[start]

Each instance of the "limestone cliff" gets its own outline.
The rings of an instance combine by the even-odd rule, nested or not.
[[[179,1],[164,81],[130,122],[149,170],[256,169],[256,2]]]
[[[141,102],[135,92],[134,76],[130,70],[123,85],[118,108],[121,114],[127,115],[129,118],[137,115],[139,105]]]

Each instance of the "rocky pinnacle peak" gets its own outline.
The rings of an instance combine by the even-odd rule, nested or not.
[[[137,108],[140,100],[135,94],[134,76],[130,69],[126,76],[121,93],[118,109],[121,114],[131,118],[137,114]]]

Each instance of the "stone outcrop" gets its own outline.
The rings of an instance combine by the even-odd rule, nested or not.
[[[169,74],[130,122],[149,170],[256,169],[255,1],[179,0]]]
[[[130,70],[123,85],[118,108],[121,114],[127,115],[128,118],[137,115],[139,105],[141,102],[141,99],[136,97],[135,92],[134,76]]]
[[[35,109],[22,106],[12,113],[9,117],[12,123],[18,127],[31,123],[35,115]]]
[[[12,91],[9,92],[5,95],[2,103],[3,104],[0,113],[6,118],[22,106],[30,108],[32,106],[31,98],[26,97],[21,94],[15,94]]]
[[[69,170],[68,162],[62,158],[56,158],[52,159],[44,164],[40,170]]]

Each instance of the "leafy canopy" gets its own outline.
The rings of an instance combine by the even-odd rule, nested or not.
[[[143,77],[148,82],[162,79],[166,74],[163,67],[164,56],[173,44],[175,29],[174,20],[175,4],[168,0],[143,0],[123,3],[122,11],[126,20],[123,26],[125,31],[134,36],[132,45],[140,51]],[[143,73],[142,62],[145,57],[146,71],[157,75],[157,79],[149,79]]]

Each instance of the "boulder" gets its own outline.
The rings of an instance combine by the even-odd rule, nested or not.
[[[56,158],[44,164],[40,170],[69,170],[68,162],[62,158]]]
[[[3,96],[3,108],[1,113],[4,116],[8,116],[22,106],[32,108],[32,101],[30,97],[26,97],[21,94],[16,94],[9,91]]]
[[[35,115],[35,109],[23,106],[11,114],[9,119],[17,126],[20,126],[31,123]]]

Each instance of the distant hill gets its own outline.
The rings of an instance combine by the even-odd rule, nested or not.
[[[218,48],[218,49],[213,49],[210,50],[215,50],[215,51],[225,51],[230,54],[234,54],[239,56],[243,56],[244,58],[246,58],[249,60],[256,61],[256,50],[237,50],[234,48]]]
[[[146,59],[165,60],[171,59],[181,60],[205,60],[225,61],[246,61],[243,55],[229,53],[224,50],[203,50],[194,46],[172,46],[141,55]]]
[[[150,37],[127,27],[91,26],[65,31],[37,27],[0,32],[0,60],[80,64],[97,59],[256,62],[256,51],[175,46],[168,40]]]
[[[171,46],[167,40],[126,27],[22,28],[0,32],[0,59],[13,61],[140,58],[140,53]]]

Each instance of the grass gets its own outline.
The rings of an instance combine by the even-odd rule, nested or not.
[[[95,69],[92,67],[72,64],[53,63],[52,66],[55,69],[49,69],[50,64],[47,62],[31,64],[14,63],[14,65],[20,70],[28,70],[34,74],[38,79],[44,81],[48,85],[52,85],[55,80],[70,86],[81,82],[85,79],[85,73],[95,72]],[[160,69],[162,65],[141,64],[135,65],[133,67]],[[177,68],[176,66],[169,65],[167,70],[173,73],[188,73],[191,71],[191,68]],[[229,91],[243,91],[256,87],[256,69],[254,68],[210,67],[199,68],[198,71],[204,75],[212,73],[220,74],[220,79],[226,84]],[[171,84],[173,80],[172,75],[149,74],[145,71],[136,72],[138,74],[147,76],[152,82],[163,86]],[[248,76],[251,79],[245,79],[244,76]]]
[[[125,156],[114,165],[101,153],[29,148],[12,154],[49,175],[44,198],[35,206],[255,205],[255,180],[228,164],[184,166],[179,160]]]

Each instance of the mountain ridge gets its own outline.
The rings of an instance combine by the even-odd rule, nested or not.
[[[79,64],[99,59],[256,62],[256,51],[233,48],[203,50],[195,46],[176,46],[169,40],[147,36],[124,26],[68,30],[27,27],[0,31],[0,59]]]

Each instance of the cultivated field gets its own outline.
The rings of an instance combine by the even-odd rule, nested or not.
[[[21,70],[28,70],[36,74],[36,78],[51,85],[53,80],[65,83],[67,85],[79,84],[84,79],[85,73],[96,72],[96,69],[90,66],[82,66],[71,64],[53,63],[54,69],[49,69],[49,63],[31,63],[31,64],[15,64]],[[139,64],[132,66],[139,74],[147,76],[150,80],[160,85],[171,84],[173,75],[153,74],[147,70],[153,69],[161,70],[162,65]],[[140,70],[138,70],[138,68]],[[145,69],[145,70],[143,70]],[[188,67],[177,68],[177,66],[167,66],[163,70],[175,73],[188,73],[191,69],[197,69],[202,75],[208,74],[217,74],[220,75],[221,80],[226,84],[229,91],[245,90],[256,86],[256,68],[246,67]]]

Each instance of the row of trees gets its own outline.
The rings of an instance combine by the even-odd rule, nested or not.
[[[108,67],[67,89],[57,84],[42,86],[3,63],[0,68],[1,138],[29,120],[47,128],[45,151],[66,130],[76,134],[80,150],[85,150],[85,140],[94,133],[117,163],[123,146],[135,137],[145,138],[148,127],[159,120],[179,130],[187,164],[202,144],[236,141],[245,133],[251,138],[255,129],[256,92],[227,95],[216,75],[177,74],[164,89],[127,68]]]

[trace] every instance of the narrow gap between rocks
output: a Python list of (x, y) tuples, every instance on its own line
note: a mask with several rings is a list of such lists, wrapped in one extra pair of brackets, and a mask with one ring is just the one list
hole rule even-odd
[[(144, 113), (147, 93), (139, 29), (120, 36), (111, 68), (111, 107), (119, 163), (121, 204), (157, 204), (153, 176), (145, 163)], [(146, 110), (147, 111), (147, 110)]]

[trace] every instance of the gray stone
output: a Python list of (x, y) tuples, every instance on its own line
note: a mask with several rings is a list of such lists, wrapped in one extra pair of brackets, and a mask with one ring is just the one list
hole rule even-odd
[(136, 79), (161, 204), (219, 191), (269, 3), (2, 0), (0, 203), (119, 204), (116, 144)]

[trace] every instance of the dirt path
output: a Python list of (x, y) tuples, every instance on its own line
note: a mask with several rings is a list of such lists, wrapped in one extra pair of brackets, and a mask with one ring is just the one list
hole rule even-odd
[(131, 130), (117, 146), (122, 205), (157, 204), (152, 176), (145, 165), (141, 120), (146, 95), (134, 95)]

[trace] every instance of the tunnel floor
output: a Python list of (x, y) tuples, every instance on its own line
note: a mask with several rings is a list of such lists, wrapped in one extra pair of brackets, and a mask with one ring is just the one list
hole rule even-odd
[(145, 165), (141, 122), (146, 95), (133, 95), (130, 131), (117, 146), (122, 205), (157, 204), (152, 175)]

[end]

Instruction:
Reproduce the entire listing above, line for line, with no changes.

Output for this exercise:
Each instance of the "limestone cliff" gets its own outline.
The rings of an instance combine by the even-odd rule, nested or not.
[[[179,1],[164,81],[130,122],[149,170],[256,169],[256,2]]]
[[[141,102],[135,92],[134,76],[130,70],[123,85],[118,108],[121,114],[127,115],[129,118],[137,115],[139,105]]]

Each instance of the "rocky pinnacle peak" gets its own outline.
The rings of an instance combine by the even-odd rule, nested or not.
[[[137,108],[140,100],[135,94],[134,76],[130,69],[126,76],[121,93],[118,109],[121,114],[131,118],[137,114]]]

Each instance of the "stone outcrop" gets its own outline.
The rings of an instance combine by the even-odd rule, nested or not.
[[[169,74],[130,122],[149,170],[256,169],[255,1],[179,0]]]
[[[130,70],[123,85],[118,108],[121,114],[127,115],[128,118],[137,115],[139,105],[141,102],[141,99],[136,97],[135,92],[134,76]]]
[[[35,109],[22,106],[12,113],[9,117],[12,123],[18,127],[31,123],[35,115]]]
[[[12,91],[9,92],[5,95],[2,103],[3,104],[0,113],[6,118],[22,106],[30,108],[32,106],[31,98],[26,97],[21,94],[15,94]]]
[[[69,170],[68,162],[62,158],[56,158],[52,159],[44,164],[40,170]]]

Each instance of the "leafy canopy" gets its own outline.
The rings of an instance combine by the even-odd rule, nested or not.
[[[143,77],[148,82],[162,79],[166,74],[163,67],[164,56],[173,44],[175,29],[174,20],[175,4],[168,0],[143,0],[123,3],[122,11],[126,20],[123,26],[125,31],[134,36],[132,45],[140,51]],[[143,73],[142,62],[145,57],[146,71],[157,75],[157,79],[149,79]]]

Each instance of the "boulder" gets its own outline.
The rings of an instance combine by the even-odd rule, nested or not.
[[[56,158],[44,164],[40,170],[69,170],[68,162],[62,158]]]
[[[3,96],[3,108],[1,113],[4,116],[8,116],[22,106],[32,108],[32,101],[30,97],[26,97],[21,94],[16,94],[9,91]]]
[[[35,115],[35,109],[23,106],[11,114],[9,119],[17,126],[20,126],[31,123]]]

Each instance of the distant hill gets its own outline.
The rings of an instance combine by the even-odd rule, nested or not.
[[[218,48],[218,49],[213,49],[210,50],[215,50],[215,51],[225,51],[230,54],[234,54],[239,56],[243,56],[244,58],[246,58],[249,60],[256,61],[256,50],[237,50],[234,48]]]
[[[146,59],[165,60],[171,59],[181,60],[205,60],[225,61],[246,61],[243,55],[229,53],[224,50],[203,50],[194,46],[172,46],[141,55]]]
[[[150,37],[127,27],[91,26],[65,31],[37,27],[0,32],[0,60],[80,64],[97,59],[256,62],[256,51],[175,46],[168,40]]]
[[[171,46],[167,40],[126,27],[22,28],[0,32],[0,59],[13,61],[140,58],[140,53]]]

Each instance of the grass gets its own outline.
The rings of an instance combine by the even-odd rule, nested or not.
[[[95,69],[92,67],[72,64],[53,63],[52,66],[55,69],[49,69],[50,64],[47,62],[31,64],[14,63],[14,65],[20,70],[28,70],[34,74],[38,79],[44,81],[48,85],[52,85],[55,80],[70,86],[81,82],[85,79],[85,73],[95,72]],[[160,69],[162,65],[141,64],[135,65],[133,67]],[[177,68],[176,66],[169,65],[167,70],[173,73],[188,73],[191,71],[191,68]],[[229,91],[243,91],[256,87],[256,69],[254,68],[210,67],[199,68],[198,71],[204,75],[212,73],[220,74],[220,79],[226,84]],[[171,84],[173,80],[172,75],[149,74],[145,71],[136,72],[138,74],[147,76],[152,82],[163,86]],[[248,76],[251,79],[245,79],[244,76]]]
[[[125,156],[114,165],[101,153],[29,148],[12,154],[49,175],[44,198],[35,206],[255,205],[255,180],[228,164],[184,166],[179,160]]]

Each instance of the mountain ridge gets its own outline.
The rings of an instance combine by the even-odd rule, nested or not.
[[[79,64],[99,59],[256,62],[256,51],[233,48],[203,50],[195,46],[176,46],[169,40],[147,36],[124,26],[68,30],[27,27],[0,31],[0,59]]]

Each instance of the cultivated field gets its own outline.
The rings of an instance combine by the even-odd rule, nested or not.
[[[21,70],[28,70],[36,74],[36,78],[51,85],[53,80],[65,83],[67,85],[79,84],[84,79],[85,73],[96,72],[96,69],[90,66],[82,66],[71,64],[53,63],[54,69],[49,69],[49,63],[31,63],[31,64],[15,64]],[[139,64],[132,66],[139,74],[147,76],[150,80],[160,85],[171,84],[173,75],[153,74],[147,70],[153,69],[161,70],[162,65]],[[140,70],[138,70],[138,68]],[[145,69],[145,70],[143,70]],[[188,67],[177,68],[177,66],[167,66],[163,70],[175,73],[188,73],[191,69],[197,69],[202,75],[208,74],[217,74],[220,75],[221,80],[226,84],[229,91],[245,90],[256,86],[256,68],[246,67]]]

Each instance of the row of trees gets its own outline.
The rings of an instance combine by the even-odd rule, nested or not.
[[[108,67],[67,89],[57,84],[42,86],[3,63],[0,68],[1,138],[29,120],[47,128],[45,151],[66,130],[76,134],[80,150],[85,150],[85,140],[94,133],[117,163],[123,146],[135,137],[145,138],[148,127],[159,120],[179,130],[187,164],[202,144],[236,141],[245,133],[251,138],[255,129],[256,92],[227,95],[216,75],[177,74],[164,89],[127,68]]]

[trace] every instance of the narrow gap between rocks
output: a Python list of (x, y) tuples, every instance on its own line
note: a mask with several rings is a list of such lists, wrapped in one extra pair of brackets, and a mask with one ring is just the one list
hole rule even-odd
[[(144, 113), (147, 93), (139, 29), (120, 36), (111, 68), (111, 107), (119, 163), (121, 204), (157, 204), (153, 176), (145, 163)], [(146, 110), (147, 111), (147, 110)]]

[trace] every instance of the gray stone
output: a Python list of (x, y) tuples, every instance on its own line
note: a mask with several rings is a list of such lists, wrapped in one extra pair of brackets, and a mask with one ring is just the one list
hole rule even-odd
[(136, 79), (161, 204), (219, 191), (269, 3), (2, 0), (0, 203), (119, 204), (116, 144)]

[trace] every instance of the dirt path
output: a Python list of (x, y) tuples, every instance on its own line
note: a mask with several rings is a list of such lists, wrapped in one extra pair of brackets, and a mask with one ring is just the one list
hole rule even-odd
[(131, 130), (117, 146), (122, 205), (157, 204), (152, 176), (145, 165), (141, 120), (146, 95), (134, 95)]

[trace] every instance of the tunnel floor
output: a Python list of (x, y) tuples, every instance on its own line
note: a mask with several rings is a list of such lists, wrapped in one extra pair of brackets, and a mask with one ring is just the one list
hole rule even-odd
[(145, 165), (141, 122), (146, 95), (133, 95), (130, 131), (117, 146), (122, 205), (157, 204), (152, 175)]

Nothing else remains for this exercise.